*EXTRACTED TEXT*
§ §

Even Left-wing outlets such as CNN and The New York Times that would traditionally back a Democrat president have hit out at Mr Biden for his role in allowing insurgents to take Kabul after routing Afghan forces in just a week.
The Wall Street Journal condemned Joe Biden‘s statement ‘washing his hands’ of the situation, saying it should ‘go down as one of the most shameful in history by a Commander in Chief at such a moment of American retreat’.
As the crisis deepened, a CNN columnist said the ‘debacle of the US defeat and chaotic retreat in Afghanistan’ was a ‘political disaster’ for the US President and slammed his ‘failure to orchestrate an urgent and orderly exit’.
And an opinion writer in The Atlantic said there was enough blame attached for the Afghanistan crisis to ‘fill a library of books’, condemning the ‘betrayal’ of the Afghan people as he placed the ‘burden of shame’ on Mr Biden.
Meanwhile a New York Post editorial said Mr Biden’s claims that he ‘inherited’ his predecessor Donald Trump’s withdrawal plans were a ‘lie’ and the situation is ‘as humiliating an end as the rooftop scramble in Saigon in 1975’.
An opinion piece in The New York Times claimed that Mr Biden would ‘go down in history, fairly or unfairly, as the president who presided over a long-brewing, humiliating final act in the American experiment in Afghanistan’.
A Washington Post column said the situation ‘is on Biden, and it will leave an indelible stain on his presidency’, while a piece in USA Today said ‘this catastrophe is appearing on his watch, and he will have to take his lumps’.
Fox News ran a comment from Republican Senator Joni Ernst condemning the ‘slap in the face to the thousands of men and women who served in this war’ and a ‘total abandonment of a country and its people’ by Mr Biden.
Columnists in the British Press also hit out at Mr Biden today, with The Sun‘s editorial saying he ‘ignored repeated warnings, then withdrew crucial air support for the Afghan army it has spent billions arming over 20 years’.
Commons Foreign Affairs Committee chair Tom Tugendhat wrote in The Times that it was the ‘the biggest foreign policy disaster since Suez’ in 1957, while a columnist for the i condemned the ‘betrayal of Afghanistan’s people’.
The Financial Times said the ‘abandonment of Afghanistan raises doubts over the depth of US commitment to supposed allies’, while Mark Almond wrote in the Daily Mail that Islamist fundamentalism is now ‘back on a roll’.
US President Joe Biden, pictured at the White House last week, has been criticised by media across the political divide
People flee as smoke rises after fighting between the Taliban and Afghan security personnel in Kandahar, Afghanistan
It comes as least five people were killed at Kabul Airport and three stowaways reportedly fell to their deaths from one airborne plane as thousands of Afghans try to get on flights out amid increasingly chaotic scenes.

§ §

*INFORMATION PROVIDED*
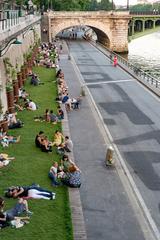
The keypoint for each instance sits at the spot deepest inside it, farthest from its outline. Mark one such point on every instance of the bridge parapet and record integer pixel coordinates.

§ §

*SHORT EXERCISE*
Continue the news report on media criticism of Biden's Afghanistan withdrawal, starting after its last sentence.

*RESPONSE*
The Taliban swept into the capital yesterday after the Western-backed government collapsed and President Ashraf Ghani fled, ending a two-decade campaign in which the US and its allies had tried to transform the country.
The US Embassy has been evacuated and the American flag lowered, with diplomats relocating to the airport in scenes reminiscent of the evacuation of the embassy of Saigon in 1975. Other Western nations have also closed their missions and are flying out staff and civilians.
Almost all major checkpoints in Kabul were under Taliban control by this morning and Afghanistan’s Civil Aviation Authority issued an advisory saying the ‘civilian side’ of the airport had been ‘closed until further notice’ and that the military controlled the airspace.
Condemning the comments of Mr Biden in recent days, a Wall Street Journal opinion piece by ‘The Editorial Board’ said today: ‘President Biden’s statement on Saturday washing his hands of Afghanistan deserves to go down as one of the most shameful in history by a Commander in Chief at such a moment of American retreat.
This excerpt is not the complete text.